## Exercise directions
Add 52 to every number in the answer coordinates and write out again the rows from the line containing "Mark the upper" through the end of the rows, inclusive, requests included. Leave the requests and their sample points unchanged.

## Listing
::::::::::

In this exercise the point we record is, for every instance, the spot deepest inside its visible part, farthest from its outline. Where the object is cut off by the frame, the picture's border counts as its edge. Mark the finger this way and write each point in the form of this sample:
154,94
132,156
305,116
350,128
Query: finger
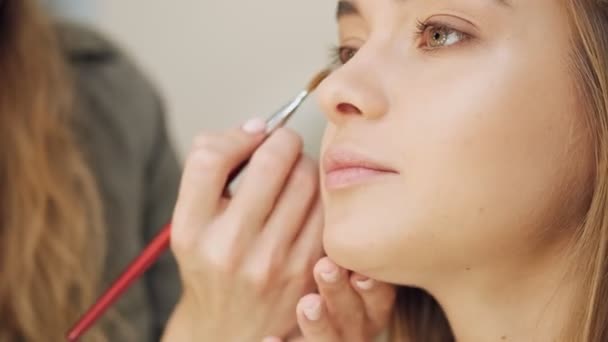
292,209
314,321
307,248
287,219
378,299
343,303
205,175
263,181
272,339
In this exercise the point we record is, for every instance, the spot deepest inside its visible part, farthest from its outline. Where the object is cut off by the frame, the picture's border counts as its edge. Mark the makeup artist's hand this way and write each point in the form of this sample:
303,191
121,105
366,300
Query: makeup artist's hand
349,307
245,261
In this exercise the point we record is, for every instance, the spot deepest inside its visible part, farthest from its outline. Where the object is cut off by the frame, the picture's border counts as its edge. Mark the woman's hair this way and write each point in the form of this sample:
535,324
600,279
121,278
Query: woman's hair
51,240
420,318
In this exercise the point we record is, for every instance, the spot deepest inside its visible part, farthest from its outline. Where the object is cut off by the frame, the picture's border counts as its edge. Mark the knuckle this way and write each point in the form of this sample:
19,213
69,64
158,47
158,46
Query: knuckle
257,276
216,259
206,161
204,139
299,269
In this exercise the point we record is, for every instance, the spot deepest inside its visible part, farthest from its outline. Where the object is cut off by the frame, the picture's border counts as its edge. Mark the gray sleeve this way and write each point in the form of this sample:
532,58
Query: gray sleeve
162,176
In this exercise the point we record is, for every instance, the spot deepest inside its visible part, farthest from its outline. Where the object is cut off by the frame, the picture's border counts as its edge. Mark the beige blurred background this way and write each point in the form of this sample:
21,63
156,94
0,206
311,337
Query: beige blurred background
220,62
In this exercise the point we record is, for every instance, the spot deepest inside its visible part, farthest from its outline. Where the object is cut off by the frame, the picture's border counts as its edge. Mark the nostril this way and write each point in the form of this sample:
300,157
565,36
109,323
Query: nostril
347,108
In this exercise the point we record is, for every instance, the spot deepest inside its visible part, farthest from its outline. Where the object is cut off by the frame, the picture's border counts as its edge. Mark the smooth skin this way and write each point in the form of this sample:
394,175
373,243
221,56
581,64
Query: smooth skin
247,261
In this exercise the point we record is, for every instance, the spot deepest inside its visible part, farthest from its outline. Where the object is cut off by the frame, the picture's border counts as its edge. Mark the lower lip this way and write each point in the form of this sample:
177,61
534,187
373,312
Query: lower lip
344,178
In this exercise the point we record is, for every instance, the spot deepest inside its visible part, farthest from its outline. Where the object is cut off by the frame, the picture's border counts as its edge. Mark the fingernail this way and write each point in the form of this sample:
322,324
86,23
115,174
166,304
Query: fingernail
312,310
365,284
330,276
271,339
254,126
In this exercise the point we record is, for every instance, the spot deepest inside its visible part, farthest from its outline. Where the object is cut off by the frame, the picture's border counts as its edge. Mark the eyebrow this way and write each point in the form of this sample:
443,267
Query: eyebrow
348,8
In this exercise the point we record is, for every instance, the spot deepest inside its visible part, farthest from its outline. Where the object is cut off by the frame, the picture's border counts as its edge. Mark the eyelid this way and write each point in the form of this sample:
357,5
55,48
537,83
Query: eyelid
452,22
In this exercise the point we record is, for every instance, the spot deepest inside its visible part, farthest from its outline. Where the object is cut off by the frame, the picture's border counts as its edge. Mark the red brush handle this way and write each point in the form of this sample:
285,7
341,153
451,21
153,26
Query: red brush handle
149,255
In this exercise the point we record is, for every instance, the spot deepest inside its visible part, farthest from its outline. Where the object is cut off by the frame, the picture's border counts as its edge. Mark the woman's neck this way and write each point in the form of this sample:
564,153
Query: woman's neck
511,301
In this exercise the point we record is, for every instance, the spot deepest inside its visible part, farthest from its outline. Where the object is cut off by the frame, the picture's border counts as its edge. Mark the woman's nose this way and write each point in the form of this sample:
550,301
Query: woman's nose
351,91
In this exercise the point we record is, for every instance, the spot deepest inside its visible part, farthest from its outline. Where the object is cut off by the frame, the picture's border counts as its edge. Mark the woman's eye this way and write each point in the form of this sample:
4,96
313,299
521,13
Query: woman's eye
343,54
435,37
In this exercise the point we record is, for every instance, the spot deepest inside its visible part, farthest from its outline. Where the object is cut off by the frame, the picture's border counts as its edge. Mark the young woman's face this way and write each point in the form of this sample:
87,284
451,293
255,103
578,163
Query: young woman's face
456,139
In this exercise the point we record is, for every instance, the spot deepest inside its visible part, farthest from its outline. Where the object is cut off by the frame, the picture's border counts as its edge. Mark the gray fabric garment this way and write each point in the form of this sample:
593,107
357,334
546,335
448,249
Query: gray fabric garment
120,123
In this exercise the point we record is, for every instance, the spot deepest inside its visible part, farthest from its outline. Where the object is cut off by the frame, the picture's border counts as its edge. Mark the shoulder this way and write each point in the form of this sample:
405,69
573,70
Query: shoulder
115,103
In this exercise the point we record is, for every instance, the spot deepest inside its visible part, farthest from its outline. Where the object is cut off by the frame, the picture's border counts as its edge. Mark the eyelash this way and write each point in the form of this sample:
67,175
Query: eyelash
337,52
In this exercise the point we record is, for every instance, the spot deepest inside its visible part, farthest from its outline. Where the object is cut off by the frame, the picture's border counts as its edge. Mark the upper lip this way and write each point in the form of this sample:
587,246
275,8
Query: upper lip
339,158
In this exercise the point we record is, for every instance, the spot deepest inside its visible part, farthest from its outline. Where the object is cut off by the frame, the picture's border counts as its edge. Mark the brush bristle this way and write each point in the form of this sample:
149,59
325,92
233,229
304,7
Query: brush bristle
314,83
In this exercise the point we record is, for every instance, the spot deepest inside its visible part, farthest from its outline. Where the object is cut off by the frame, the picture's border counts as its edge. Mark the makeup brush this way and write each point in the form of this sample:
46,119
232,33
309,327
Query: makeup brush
161,242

::::::::::

## Exercise solution
In this exercise the point we record is, for every instance, the spot deepest inside its visible part, farthest from its outline. Where the object is cut off by the frame, the picture's border counts as its edge. Mark the upper lip this way and write each point in the form of this sample:
587,246
275,8
Query: upper lip
391,210
In this exercise the point we record is, for every instance, the spot deepest inside its visible part, farthest from its outline. Where the object is cut off by the frame, the picture's border counts as its edge. Mark the brush bristle this way and write each point in the form of this sample:
149,59
325,92
233,229
304,7
Query: brush bristle
366,135
In this exercise the point we record is, for every instance, the spot deepest inside its visible part, farthest from its outline. Where the object is cut off by the frame, the picture's border counts as its edge. Mark the makeup brush this way and write each point in the form of this sample:
46,119
232,33
309,327
Query: makeup brush
213,294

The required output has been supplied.